▶ [Record list]

· · ·

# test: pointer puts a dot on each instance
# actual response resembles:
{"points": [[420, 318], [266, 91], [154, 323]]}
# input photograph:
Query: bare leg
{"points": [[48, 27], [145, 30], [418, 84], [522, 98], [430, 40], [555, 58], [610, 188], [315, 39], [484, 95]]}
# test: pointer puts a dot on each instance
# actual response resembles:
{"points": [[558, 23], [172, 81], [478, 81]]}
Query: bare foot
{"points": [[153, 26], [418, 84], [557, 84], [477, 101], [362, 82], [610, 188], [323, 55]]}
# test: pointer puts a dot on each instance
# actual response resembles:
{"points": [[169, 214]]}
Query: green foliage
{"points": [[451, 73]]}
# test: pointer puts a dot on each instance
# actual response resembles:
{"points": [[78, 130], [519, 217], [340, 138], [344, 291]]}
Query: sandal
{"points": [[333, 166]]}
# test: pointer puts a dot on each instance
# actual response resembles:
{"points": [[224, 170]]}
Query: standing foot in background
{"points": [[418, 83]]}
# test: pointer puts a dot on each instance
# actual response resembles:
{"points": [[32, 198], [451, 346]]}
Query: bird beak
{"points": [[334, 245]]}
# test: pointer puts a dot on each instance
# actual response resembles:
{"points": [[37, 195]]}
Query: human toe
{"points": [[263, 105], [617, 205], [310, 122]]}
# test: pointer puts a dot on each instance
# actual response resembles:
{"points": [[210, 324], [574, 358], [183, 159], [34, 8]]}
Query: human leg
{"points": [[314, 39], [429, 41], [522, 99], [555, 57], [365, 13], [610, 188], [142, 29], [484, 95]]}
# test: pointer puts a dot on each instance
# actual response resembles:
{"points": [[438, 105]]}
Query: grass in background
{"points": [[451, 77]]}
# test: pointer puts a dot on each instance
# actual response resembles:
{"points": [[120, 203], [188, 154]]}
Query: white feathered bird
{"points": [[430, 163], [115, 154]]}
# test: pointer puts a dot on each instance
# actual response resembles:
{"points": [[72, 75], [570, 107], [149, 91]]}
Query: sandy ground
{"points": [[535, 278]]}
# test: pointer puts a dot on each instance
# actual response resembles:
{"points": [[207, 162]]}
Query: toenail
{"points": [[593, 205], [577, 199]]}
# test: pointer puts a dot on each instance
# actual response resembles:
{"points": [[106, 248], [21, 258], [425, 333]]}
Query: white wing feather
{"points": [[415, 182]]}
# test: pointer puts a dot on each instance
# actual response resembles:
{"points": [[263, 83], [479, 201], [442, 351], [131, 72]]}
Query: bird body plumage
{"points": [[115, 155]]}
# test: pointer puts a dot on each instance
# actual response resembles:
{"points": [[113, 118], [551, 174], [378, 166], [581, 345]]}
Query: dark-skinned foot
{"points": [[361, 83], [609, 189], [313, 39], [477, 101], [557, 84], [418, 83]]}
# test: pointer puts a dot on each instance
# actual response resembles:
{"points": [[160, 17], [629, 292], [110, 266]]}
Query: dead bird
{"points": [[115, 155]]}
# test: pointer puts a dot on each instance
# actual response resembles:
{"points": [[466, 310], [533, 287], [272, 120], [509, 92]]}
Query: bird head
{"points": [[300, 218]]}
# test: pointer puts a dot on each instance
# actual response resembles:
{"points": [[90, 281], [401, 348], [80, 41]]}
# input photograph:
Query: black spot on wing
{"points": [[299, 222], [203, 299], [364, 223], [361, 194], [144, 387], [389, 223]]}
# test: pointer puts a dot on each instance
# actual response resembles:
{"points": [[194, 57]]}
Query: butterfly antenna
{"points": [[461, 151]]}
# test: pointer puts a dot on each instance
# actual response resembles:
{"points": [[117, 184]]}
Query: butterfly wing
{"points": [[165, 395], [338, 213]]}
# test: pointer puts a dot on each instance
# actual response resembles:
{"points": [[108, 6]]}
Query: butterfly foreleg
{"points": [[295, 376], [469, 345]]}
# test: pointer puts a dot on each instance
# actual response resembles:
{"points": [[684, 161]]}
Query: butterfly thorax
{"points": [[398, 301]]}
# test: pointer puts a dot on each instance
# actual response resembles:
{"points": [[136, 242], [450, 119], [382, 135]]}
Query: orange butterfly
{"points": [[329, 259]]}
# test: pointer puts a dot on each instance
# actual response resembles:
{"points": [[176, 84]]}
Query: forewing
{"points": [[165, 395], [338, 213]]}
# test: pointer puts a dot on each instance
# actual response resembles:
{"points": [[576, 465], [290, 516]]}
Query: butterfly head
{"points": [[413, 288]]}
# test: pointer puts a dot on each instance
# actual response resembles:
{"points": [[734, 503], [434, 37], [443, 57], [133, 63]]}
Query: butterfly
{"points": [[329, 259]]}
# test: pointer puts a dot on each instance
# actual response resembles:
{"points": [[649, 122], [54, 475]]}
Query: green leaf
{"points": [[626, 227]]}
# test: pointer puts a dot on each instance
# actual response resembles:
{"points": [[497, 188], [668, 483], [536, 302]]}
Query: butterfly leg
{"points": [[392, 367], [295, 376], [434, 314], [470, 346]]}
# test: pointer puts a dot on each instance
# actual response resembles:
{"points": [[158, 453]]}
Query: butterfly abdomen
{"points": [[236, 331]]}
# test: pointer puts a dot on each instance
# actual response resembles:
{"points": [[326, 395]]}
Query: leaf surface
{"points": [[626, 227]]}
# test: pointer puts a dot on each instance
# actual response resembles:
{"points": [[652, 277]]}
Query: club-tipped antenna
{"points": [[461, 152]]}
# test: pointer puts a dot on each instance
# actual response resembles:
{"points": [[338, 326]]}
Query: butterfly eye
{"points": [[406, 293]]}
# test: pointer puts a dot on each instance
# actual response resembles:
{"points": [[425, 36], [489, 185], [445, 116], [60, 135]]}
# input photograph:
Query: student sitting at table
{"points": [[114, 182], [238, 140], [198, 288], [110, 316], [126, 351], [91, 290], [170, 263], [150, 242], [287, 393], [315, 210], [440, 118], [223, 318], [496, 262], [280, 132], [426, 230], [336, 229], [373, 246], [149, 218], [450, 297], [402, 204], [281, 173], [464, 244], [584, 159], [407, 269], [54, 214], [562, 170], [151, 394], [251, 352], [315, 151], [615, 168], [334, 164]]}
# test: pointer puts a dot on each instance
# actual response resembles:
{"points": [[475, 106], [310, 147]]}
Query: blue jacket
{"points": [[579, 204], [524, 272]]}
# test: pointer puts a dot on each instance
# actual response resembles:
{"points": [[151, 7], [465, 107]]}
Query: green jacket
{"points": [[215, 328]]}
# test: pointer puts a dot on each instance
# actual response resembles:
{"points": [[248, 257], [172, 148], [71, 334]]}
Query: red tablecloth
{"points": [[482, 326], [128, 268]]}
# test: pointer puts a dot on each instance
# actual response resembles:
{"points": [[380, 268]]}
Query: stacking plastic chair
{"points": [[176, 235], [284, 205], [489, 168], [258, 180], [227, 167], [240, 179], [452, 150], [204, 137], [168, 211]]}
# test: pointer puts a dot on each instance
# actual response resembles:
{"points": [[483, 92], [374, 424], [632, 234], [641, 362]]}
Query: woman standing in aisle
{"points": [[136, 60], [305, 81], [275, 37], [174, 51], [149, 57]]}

· · ·

▶ [Work to do]
Copy the material above back out, exactly as written.

▶ [Output for this exercise]
# test: pointer puts a dot on each instance
# actual response resembles:
{"points": [[420, 318], [266, 91], [154, 323]]}
# input photograph:
Query: bare leg
{"points": [[48, 27], [145, 30], [418, 84], [522, 98], [430, 40], [555, 58], [610, 188], [315, 39], [484, 95]]}
# test: pointer puts a dot on each instance
# actual response resembles:
{"points": [[558, 23], [172, 81], [478, 81]]}
Query: bare foot
{"points": [[153, 26], [418, 84], [557, 84], [477, 101], [362, 82], [610, 188], [323, 55]]}
# test: pointer puts a dot on each instance
# actual response resembles:
{"points": [[169, 214]]}
Query: green foliage
{"points": [[451, 73]]}
# test: pointer puts a dot on each instance
# actual response resembles:
{"points": [[78, 130], [519, 217], [340, 138], [344, 291]]}
Query: sandal
{"points": [[333, 166]]}
# test: pointer puts a dot on each instance
# actual response resembles:
{"points": [[224, 170]]}
Query: standing foot in background
{"points": [[418, 83]]}
# test: pointer puts a dot on each instance
# actual response resembles:
{"points": [[32, 198], [451, 346]]}
Query: bird beak
{"points": [[334, 245]]}
# test: pointer puts a dot on each instance
# actual response resembles:
{"points": [[37, 195]]}
Query: human toe
{"points": [[263, 105], [617, 205], [310, 122]]}
# test: pointer puts a dot on each instance
# actual response resembles:
{"points": [[210, 324], [574, 358], [183, 159], [34, 8]]}
Query: human leg
{"points": [[314, 39], [429, 41], [522, 99], [555, 57], [365, 13], [610, 188], [142, 29], [484, 95]]}
# test: pointer puts a dot on each instance
# actual response resembles:
{"points": [[438, 105]]}
Query: grass in background
{"points": [[451, 77]]}
# test: pointer puts a dot on each instance
# actual response resembles:
{"points": [[120, 203], [188, 154]]}
Query: white feathered bird
{"points": [[430, 163], [115, 154]]}
# test: pointer puts a dot on each instance
# actual response resembles:
{"points": [[72, 75], [570, 107], [149, 91]]}
Query: sandy ground
{"points": [[535, 278]]}
# test: pointer puts a dot on each instance
# actual response resembles:
{"points": [[207, 162]]}
Query: toenail
{"points": [[593, 205], [577, 199]]}
# test: pointer puts a dot on each instance
# actual response resembles:
{"points": [[106, 248], [21, 258], [425, 333]]}
Query: white wing feather
{"points": [[415, 182]]}
# test: pointer puts a dot on each instance
# actual response resembles:
{"points": [[263, 83], [479, 201], [442, 351], [131, 72]]}
Query: bird body plumage
{"points": [[115, 155]]}
# test: pointer puts a dot on each instance
# actual response resembles:
{"points": [[113, 118], [551, 174], [378, 166], [581, 345]]}
Query: dark-skinned foot
{"points": [[361, 83], [609, 189], [313, 39], [477, 101], [557, 84], [418, 83]]}
# test: pointer puts a dot on each instance
# actual response resembles:
{"points": [[160, 17], [629, 292], [110, 266]]}
Query: dead bird
{"points": [[115, 155]]}
# test: pointer puts a dot on each instance
# actual response resembles:
{"points": [[466, 310], [533, 287], [272, 120], [509, 92]]}
Query: bird head
{"points": [[300, 218]]}
# test: pointer puts a dot on each instance
# actual response resembles:
{"points": [[90, 281], [401, 348], [80, 41]]}
# input photograph:
Query: black spot on wing
{"points": [[299, 222], [203, 299], [364, 223], [361, 194], [144, 387], [389, 223]]}
# test: pointer puts a dot on each instance
# actual response resembles:
{"points": [[194, 57]]}
Query: butterfly antenna
{"points": [[461, 151]]}
# test: pointer puts a dot on each instance
# actual response resembles:
{"points": [[117, 184]]}
Query: butterfly wing
{"points": [[165, 395], [338, 213]]}
# test: pointer puts a dot on each instance
# actual response resembles:
{"points": [[108, 6]]}
Query: butterfly foreleg
{"points": [[295, 376], [469, 345]]}
# test: pointer puts a dot on each instance
# actual response resembles:
{"points": [[684, 161]]}
Query: butterfly thorax
{"points": [[398, 301]]}
# test: pointer puts a dot on each instance
# actual response resembles:
{"points": [[136, 242], [450, 119], [382, 135]]}
Query: orange butterfly
{"points": [[329, 259]]}
# test: pointer puts a dot on each instance
# actual response resembles:
{"points": [[176, 84]]}
Query: forewing
{"points": [[165, 395], [338, 213]]}
# test: pointer puts a dot on each instance
# actual response resembles:
{"points": [[576, 465], [290, 516]]}
Query: butterfly head
{"points": [[413, 288]]}
# test: pointer puts a dot on each instance
# actual response resembles:
{"points": [[734, 503], [434, 37], [443, 57], [133, 63]]}
Query: butterfly
{"points": [[329, 259]]}
# test: pointer puts a dot on each instance
# actual response resembles:
{"points": [[649, 122], [54, 475]]}
Query: green leaf
{"points": [[626, 227]]}
# test: pointer puts a dot on each instance
# actual response resembles:
{"points": [[497, 188], [668, 483], [536, 302]]}
Query: butterfly leg
{"points": [[392, 367], [295, 376], [434, 314], [470, 346]]}
# test: pointer puts a dot on each instance
# actual response resembles:
{"points": [[158, 453]]}
Query: butterfly abdomen
{"points": [[236, 331]]}
# test: pointer puts a dot on each instance
# actual response resembles:
{"points": [[326, 395]]}
Query: leaf surface
{"points": [[626, 227]]}
# test: pointer puts a dot on each instance
# actual response resembles:
{"points": [[652, 277]]}
Query: club-tipped antenna
{"points": [[461, 152]]}
# test: pointer puts a dot on each instance
# actual response resembles:
{"points": [[338, 326]]}
Query: butterfly eye
{"points": [[406, 293]]}
# test: pointer puts a dot on each instance
# actual response resembles:
{"points": [[425, 36], [489, 185], [445, 116], [60, 135]]}
# input photograph:
Query: student sitting at table
{"points": [[114, 182], [238, 140], [198, 288], [110, 316], [126, 351], [91, 290], [170, 263], [150, 242], [287, 393], [315, 210], [440, 118], [223, 318], [496, 262], [280, 132], [426, 230], [336, 229], [373, 246], [149, 218], [450, 297], [402, 204], [281, 173], [464, 244], [584, 159], [407, 269], [54, 214], [562, 170], [151, 394], [251, 352], [315, 151], [615, 168], [334, 164]]}
# test: pointer puts a dot on each instance
# actual response resembles:
{"points": [[475, 106], [310, 147]]}
Query: blue jacket
{"points": [[579, 204], [524, 272]]}
# test: pointer puts a dot on each instance
# actual response resembles:
{"points": [[151, 7], [465, 107]]}
Query: green jacket
{"points": [[215, 328]]}
# test: pointer puts a dot on each instance
# actual response resembles:
{"points": [[248, 257], [172, 148], [71, 334]]}
Query: red tablecloth
{"points": [[482, 326], [128, 268]]}
# test: pointer puts a dot on each instance
# actual response resembles:
{"points": [[380, 268]]}
Query: stacking plastic chair
{"points": [[176, 235], [284, 205], [489, 168], [258, 180], [227, 167], [240, 179], [452, 150], [204, 137], [168, 211]]}
# test: pointer puts a dot on each instance
# actual response resembles:
{"points": [[483, 92], [374, 424], [632, 234], [641, 362]]}
Query: woman standing in aisle
{"points": [[136, 60], [305, 81], [275, 37], [174, 51], [149, 57]]}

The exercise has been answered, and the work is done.